§ SHORT TASK:
State how many lines of the listing below contain the string "location", counting only matches with the same capitalization. Reply with that number alone.

## Start ENTRIES SHOWN

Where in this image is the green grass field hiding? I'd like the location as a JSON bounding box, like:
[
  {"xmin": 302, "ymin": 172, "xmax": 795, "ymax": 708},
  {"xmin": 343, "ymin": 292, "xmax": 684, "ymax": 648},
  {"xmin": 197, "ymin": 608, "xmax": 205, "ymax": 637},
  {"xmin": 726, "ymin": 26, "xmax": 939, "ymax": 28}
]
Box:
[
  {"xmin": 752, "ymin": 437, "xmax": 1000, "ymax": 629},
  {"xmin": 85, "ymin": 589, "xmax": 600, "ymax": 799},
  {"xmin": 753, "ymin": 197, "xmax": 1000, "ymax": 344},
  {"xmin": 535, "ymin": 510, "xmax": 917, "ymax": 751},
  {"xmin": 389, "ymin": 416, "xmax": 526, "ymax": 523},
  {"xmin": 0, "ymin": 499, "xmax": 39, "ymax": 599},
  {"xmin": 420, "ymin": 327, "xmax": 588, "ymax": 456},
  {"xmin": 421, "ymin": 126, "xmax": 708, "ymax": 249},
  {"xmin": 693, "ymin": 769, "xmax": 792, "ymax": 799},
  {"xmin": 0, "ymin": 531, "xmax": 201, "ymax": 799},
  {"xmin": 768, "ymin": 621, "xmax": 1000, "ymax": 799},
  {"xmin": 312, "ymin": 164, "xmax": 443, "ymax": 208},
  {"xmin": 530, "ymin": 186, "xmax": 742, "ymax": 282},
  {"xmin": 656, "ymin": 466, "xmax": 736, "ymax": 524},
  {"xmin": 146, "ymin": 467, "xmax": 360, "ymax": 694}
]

## End ENTRIES SHOWN
## Start ENTRIES SHOWN

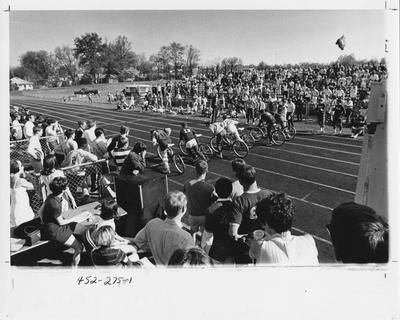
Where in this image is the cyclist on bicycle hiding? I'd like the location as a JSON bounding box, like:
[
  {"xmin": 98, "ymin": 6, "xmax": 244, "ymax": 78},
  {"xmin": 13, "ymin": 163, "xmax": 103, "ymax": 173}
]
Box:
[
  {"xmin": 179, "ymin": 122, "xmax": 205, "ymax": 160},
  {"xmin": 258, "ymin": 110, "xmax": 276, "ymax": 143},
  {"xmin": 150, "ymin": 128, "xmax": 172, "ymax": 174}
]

## End ENTRIES SHOWN

§ FINAL RESULT:
2